Starting at the line that contains "Point to the concrete", copy each line through the final one exactly as written.

----- SUPPLIED RECORDS

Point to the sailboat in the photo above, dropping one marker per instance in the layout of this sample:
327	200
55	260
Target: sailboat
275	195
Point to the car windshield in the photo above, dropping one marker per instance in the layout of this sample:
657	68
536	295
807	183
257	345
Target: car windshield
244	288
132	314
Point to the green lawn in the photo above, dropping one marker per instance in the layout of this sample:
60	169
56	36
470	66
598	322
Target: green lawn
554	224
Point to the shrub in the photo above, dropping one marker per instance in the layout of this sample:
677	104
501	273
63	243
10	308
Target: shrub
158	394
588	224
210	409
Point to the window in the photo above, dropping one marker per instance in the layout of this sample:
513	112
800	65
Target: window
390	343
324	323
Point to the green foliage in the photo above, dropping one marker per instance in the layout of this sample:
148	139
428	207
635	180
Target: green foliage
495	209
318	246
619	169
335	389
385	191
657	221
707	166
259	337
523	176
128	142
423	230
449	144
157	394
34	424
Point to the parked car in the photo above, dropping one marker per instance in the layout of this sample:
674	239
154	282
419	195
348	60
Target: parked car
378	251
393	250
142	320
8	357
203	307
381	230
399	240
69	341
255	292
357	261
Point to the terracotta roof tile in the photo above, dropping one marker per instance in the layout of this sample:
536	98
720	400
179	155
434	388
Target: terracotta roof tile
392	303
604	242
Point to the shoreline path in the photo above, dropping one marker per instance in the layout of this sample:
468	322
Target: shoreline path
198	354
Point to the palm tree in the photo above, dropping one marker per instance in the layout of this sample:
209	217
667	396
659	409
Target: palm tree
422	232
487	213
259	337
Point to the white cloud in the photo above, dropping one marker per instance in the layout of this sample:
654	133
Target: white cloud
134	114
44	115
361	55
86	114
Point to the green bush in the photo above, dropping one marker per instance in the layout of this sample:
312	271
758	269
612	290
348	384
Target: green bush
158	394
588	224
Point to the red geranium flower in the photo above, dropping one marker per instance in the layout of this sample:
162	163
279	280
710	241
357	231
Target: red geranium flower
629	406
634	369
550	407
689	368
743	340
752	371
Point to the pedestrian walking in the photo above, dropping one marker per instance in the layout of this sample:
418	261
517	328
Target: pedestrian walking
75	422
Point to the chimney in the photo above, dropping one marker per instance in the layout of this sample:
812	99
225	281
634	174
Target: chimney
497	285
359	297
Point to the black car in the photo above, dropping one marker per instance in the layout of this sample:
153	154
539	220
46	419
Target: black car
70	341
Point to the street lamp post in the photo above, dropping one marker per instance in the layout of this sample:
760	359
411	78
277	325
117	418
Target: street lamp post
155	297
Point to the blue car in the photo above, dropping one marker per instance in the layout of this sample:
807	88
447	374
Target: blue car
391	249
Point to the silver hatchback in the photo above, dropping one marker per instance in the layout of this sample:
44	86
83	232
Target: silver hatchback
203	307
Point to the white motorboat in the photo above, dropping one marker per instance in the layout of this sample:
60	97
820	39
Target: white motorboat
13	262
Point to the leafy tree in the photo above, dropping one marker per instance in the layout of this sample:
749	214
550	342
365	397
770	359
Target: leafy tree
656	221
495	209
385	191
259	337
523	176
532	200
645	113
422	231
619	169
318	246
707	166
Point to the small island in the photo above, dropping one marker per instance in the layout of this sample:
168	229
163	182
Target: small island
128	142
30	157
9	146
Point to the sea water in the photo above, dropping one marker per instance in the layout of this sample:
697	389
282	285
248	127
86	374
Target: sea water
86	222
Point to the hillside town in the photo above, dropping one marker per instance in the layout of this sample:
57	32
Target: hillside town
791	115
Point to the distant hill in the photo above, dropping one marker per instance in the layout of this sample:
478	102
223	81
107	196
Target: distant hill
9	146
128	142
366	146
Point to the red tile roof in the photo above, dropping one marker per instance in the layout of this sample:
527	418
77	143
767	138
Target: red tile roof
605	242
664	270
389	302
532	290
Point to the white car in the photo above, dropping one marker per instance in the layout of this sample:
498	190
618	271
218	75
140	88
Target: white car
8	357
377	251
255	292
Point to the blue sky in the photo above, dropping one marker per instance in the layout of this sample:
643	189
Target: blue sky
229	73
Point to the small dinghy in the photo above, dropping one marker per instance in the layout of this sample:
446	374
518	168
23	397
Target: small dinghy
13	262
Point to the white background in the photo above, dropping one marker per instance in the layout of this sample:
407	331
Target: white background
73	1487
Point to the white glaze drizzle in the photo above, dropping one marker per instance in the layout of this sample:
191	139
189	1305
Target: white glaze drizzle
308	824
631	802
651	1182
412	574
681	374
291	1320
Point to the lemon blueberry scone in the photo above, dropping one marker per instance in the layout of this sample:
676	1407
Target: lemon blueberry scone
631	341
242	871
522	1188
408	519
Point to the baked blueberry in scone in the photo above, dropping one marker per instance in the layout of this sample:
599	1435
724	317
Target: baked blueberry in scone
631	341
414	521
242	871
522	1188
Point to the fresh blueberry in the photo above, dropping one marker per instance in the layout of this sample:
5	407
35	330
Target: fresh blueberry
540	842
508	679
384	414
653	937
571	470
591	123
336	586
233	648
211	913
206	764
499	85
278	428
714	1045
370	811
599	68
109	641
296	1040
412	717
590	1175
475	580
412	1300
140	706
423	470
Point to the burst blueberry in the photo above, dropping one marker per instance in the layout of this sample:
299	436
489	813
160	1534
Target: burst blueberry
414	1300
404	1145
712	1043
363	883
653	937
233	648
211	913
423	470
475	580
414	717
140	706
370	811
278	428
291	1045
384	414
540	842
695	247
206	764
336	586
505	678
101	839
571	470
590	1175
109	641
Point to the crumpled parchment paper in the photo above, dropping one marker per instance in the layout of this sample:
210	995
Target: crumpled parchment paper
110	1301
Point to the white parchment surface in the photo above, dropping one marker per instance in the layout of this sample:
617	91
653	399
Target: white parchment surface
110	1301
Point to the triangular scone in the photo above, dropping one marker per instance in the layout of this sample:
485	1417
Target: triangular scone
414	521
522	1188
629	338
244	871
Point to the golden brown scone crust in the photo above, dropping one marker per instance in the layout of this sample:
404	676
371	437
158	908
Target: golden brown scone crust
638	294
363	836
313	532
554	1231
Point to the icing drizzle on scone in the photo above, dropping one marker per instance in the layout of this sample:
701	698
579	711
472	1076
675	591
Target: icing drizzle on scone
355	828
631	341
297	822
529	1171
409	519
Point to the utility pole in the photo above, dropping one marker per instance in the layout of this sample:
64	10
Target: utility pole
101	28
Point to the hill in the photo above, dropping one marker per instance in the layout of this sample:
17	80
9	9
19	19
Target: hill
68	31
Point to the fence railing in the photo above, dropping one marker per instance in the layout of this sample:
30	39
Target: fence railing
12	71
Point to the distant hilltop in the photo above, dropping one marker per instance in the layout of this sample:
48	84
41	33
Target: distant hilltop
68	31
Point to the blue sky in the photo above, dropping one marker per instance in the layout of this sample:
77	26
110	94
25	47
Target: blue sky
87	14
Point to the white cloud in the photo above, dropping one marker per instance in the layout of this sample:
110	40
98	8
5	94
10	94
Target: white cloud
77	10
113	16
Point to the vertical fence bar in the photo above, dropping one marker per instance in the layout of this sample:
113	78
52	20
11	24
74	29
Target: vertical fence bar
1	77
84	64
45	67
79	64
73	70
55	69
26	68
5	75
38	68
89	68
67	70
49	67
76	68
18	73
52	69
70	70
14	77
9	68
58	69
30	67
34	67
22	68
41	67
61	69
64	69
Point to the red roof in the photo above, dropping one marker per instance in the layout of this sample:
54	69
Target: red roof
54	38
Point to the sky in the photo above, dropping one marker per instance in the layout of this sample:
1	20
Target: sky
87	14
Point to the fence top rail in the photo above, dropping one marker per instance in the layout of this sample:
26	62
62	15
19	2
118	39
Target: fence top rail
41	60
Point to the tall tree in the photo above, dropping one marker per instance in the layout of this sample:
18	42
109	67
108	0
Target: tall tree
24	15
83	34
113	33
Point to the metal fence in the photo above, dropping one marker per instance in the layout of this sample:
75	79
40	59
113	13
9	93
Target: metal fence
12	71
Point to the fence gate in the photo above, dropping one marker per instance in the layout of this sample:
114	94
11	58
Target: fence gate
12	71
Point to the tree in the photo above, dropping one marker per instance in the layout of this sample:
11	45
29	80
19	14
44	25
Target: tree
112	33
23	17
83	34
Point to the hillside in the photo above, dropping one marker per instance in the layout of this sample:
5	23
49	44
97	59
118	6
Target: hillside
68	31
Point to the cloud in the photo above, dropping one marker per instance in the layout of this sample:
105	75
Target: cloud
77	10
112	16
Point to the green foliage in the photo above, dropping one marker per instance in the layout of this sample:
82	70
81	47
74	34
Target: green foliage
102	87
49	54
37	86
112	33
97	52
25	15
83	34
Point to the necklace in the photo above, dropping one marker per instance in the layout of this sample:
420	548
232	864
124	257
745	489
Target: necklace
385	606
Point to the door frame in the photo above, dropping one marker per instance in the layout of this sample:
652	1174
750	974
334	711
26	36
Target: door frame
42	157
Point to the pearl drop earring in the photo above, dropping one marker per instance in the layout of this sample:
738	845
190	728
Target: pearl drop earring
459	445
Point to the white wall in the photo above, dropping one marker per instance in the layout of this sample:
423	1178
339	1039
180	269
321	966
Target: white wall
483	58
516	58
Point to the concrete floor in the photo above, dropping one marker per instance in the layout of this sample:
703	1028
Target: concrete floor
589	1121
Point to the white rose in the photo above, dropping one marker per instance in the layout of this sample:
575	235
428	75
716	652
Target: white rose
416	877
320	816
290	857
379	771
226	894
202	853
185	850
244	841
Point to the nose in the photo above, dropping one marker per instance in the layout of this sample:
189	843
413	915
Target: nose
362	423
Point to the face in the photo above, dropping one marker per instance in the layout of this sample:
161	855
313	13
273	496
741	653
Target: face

----------

## TASK SOLUTION
Point to the concrete floor in the photo above, dropping one marker per instance in the layout of this sample:
703	1028
Target: concrete floor
589	1121
Point to the white rose in the photo above, dropping one marker per instance in the layout of this sample:
575	235
428	75
716	652
Target: white rose
416	877
320	816
290	857
379	771
226	894
202	853
185	850
244	841
Point to the nose in the photo above, dropping one marker per instance in the layout of this sample:
189	843
413	915
Target: nose
362	423
Point to the face in the photo above, dropping one marker per instance in the layout of this sample:
161	855
313	13
273	496
741	653
Target: face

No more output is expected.